--- start ---

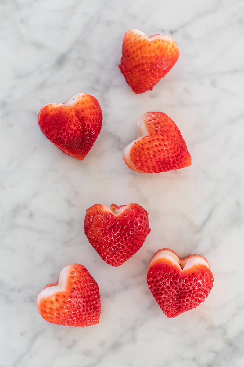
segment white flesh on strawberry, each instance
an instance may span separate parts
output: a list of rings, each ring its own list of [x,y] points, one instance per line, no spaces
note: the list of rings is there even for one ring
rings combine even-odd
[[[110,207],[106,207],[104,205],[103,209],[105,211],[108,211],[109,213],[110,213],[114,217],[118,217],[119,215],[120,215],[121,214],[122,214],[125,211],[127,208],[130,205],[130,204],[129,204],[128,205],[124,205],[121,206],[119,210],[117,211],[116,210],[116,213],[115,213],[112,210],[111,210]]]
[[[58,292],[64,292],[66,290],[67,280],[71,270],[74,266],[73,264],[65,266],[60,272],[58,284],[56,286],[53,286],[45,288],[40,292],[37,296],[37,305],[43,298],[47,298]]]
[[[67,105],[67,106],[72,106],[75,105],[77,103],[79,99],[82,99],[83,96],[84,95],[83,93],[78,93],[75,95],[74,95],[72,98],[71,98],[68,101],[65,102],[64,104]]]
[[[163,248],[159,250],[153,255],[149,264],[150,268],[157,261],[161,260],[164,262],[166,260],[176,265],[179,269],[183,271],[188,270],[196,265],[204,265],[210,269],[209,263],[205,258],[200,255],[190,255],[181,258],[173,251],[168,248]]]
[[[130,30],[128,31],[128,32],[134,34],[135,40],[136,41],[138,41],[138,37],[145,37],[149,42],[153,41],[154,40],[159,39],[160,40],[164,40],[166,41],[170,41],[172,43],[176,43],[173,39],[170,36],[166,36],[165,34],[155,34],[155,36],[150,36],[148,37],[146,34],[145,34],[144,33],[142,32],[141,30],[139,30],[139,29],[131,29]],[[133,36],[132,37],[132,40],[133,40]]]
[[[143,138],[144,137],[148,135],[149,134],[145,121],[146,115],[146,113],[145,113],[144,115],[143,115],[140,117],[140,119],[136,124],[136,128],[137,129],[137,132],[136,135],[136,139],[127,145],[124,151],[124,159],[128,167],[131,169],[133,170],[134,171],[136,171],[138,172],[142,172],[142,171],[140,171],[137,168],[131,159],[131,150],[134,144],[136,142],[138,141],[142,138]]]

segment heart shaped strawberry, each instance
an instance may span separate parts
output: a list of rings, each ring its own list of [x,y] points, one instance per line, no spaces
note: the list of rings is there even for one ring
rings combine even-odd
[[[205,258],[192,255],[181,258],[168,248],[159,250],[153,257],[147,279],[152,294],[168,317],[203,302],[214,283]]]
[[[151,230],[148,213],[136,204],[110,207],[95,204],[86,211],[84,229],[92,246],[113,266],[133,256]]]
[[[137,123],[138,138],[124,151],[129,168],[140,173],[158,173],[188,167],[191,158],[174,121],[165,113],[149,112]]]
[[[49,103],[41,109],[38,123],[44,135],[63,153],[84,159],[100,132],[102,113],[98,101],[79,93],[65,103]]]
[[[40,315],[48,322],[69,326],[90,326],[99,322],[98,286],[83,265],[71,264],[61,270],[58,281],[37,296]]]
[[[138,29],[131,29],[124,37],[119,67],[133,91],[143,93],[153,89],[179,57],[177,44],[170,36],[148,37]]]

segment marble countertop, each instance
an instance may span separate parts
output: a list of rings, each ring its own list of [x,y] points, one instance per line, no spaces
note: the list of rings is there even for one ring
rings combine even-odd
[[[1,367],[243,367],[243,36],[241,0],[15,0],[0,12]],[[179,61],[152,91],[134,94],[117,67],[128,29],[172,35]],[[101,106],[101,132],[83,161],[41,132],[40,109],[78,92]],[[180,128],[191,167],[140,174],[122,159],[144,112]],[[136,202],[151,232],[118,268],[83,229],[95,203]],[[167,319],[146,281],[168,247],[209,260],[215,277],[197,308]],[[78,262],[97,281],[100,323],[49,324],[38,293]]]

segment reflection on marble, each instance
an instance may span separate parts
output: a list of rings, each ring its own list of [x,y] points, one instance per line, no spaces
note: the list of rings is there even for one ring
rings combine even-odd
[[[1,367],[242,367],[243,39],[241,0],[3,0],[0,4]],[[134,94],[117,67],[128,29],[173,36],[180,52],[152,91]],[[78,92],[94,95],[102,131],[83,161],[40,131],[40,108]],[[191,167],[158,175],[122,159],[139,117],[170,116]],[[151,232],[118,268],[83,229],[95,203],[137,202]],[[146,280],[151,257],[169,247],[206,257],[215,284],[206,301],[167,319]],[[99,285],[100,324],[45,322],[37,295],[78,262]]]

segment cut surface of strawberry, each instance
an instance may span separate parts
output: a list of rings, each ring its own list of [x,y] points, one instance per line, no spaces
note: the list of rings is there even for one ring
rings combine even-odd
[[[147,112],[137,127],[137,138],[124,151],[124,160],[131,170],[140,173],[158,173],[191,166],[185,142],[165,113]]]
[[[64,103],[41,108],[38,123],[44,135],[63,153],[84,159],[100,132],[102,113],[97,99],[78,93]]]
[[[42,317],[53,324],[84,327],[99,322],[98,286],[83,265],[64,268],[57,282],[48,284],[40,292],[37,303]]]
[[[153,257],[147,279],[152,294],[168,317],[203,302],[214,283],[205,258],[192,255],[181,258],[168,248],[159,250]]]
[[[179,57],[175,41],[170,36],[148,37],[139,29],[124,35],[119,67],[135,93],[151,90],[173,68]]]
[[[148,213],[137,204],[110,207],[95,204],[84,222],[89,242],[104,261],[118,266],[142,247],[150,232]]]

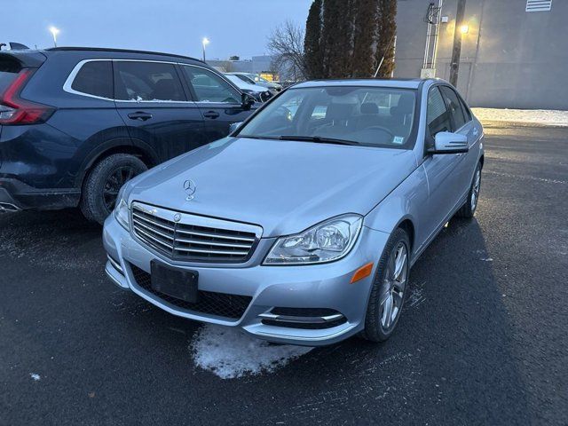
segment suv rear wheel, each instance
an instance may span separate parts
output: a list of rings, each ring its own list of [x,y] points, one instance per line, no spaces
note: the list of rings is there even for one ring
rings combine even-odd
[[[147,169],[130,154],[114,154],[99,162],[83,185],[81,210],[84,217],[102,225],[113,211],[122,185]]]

--- end ---

AIM
Copy the listing above line for line, without alteration, omitting the pictures.

OUTPUT BELOW
segment white flesh on strawberry, each instance
an instance may span separate parts
output: a list of rings, each ring its own list of [x,y] points, one instance per line, no spaces
note: the list of rings is there even for one ring
rings combine even-odd
[[[110,207],[106,207],[104,205],[103,209],[105,211],[108,211],[109,213],[110,213],[114,217],[118,217],[119,215],[120,215],[121,214],[122,214],[125,211],[127,208],[130,205],[130,204],[129,204],[128,205],[124,205],[121,206],[119,210],[117,211],[116,210],[116,213],[115,213],[112,210],[111,210]]]
[[[58,292],[64,292],[66,290],[67,280],[71,270],[74,266],[73,264],[65,266],[60,272],[58,284],[56,286],[53,286],[45,288],[40,292],[37,296],[37,305],[43,298],[47,298]]]
[[[67,105],[67,106],[72,106],[75,105],[77,103],[79,99],[82,99],[83,96],[84,95],[83,93],[78,93],[75,95],[74,95],[72,98],[71,98],[68,101],[65,102],[64,104]]]
[[[163,248],[159,250],[153,255],[149,264],[150,268],[157,261],[161,260],[164,262],[166,260],[176,265],[179,269],[183,271],[188,270],[196,265],[204,265],[210,269],[209,263],[205,258],[200,255],[190,255],[181,258],[173,251],[168,248]]]
[[[130,30],[128,31],[128,32],[134,34],[135,40],[136,41],[138,41],[138,37],[145,37],[149,42],[153,41],[154,40],[159,39],[160,40],[164,40],[166,41],[170,41],[172,43],[176,43],[173,39],[170,36],[166,36],[165,34],[155,34],[155,36],[150,36],[148,37],[146,34],[145,34],[144,33],[142,32],[141,30],[139,30],[139,29],[131,29]],[[133,36],[132,37],[132,40],[133,40]]]
[[[143,138],[144,137],[148,135],[149,134],[145,121],[146,115],[146,113],[145,113],[144,115],[143,115],[140,117],[140,119],[136,124],[136,128],[137,129],[137,132],[136,135],[136,139],[127,145],[124,151],[124,159],[128,167],[131,169],[133,170],[134,171],[136,171],[138,172],[142,172],[142,171],[140,171],[137,168],[131,159],[131,150],[134,144],[136,142],[138,141],[142,138]]]

segment heart shaped strawberry, each instance
an instance may span separate parts
output: a list of rings, each ring its own list of [x,y] points, one instance per line, no spaces
note: the list of rings is there even for one ring
rings combine even-odd
[[[205,258],[192,255],[181,258],[168,248],[159,250],[153,257],[147,279],[152,294],[168,317],[203,302],[214,283]]]
[[[151,230],[148,213],[136,204],[110,207],[95,204],[86,211],[84,229],[92,246],[113,266],[133,256]]]
[[[137,123],[138,138],[124,151],[129,168],[140,173],[158,173],[188,167],[191,158],[174,121],[165,113],[149,112]]]
[[[49,103],[41,109],[38,123],[44,135],[63,153],[84,159],[100,132],[102,113],[98,101],[79,93],[65,103]]]
[[[40,315],[48,322],[69,326],[90,326],[99,322],[98,286],[83,265],[71,264],[61,270],[58,281],[37,296]]]
[[[138,29],[131,29],[124,37],[119,67],[133,91],[143,93],[153,89],[179,57],[177,44],[170,36],[148,37]]]

segment marble countertop, each instance
an instance may span separate parts
output: a list of rings, each ring its own list of [x,y] points, one instance per line, no spaces
note: the list of rings is there even for one ring
rings combine even-odd
[[[1,367],[243,367],[243,36],[241,0],[15,0],[0,12]],[[179,61],[152,91],[134,94],[117,67],[128,29],[172,35]],[[101,106],[101,132],[83,161],[41,132],[40,109],[78,92]],[[180,128],[191,167],[140,174],[122,159],[144,112]],[[136,202],[151,232],[118,268],[83,229],[95,203]],[[167,319],[146,281],[168,247],[209,260],[215,277],[197,308]],[[78,262],[97,281],[100,323],[49,324],[38,293]]]

segment reflection on marble, each instance
an instance may span separate parts
output: a list of rings, each ring its own list of [x,y] points, one instance per line, no spaces
note: the list of rings is there even for one ring
rings combine even-odd
[[[1,367],[242,367],[243,39],[241,0],[3,0],[0,4]],[[134,94],[117,67],[128,29],[173,36],[180,52],[152,91]],[[78,92],[94,95],[102,131],[83,161],[40,131],[40,108]],[[191,167],[158,175],[122,159],[139,117],[170,116]],[[151,232],[118,268],[83,229],[95,203],[137,202]],[[146,280],[151,257],[169,247],[206,257],[215,284],[206,301],[167,319]],[[99,285],[100,324],[45,322],[37,295],[78,262]]]

segment cut surface of strawberry, each instance
an instance may span separate parts
output: a list of rings, each ring its own list of [x,y] points, one instance per line, no spaces
note: the list of rings is there even for one ring
rings combine even-odd
[[[147,112],[137,127],[137,138],[124,151],[124,160],[131,170],[140,173],[158,173],[191,166],[185,142],[165,113]]]
[[[64,103],[41,108],[38,123],[44,135],[63,153],[84,159],[100,132],[102,113],[97,99],[78,93]]]
[[[42,317],[53,324],[84,327],[99,322],[98,286],[83,265],[64,268],[57,282],[48,284],[40,292],[37,303]]]
[[[153,257],[147,279],[152,294],[168,317],[203,302],[214,283],[205,258],[192,255],[181,258],[168,248],[159,250]]]
[[[179,57],[175,41],[170,36],[148,37],[139,29],[124,35],[119,67],[135,93],[151,90],[173,68]]]
[[[148,213],[137,204],[110,207],[95,204],[84,222],[89,242],[104,261],[118,266],[142,247],[150,232]]]

segment suv rear wheel, each instance
an instance may span separate parts
output: a list of rings, each ring its own list of [x,y] points, one instance per line, no spaces
note: the list of rings is there even for one ring
rings combine even-odd
[[[147,169],[130,154],[114,154],[99,162],[83,185],[81,210],[84,217],[102,225],[113,211],[122,185]]]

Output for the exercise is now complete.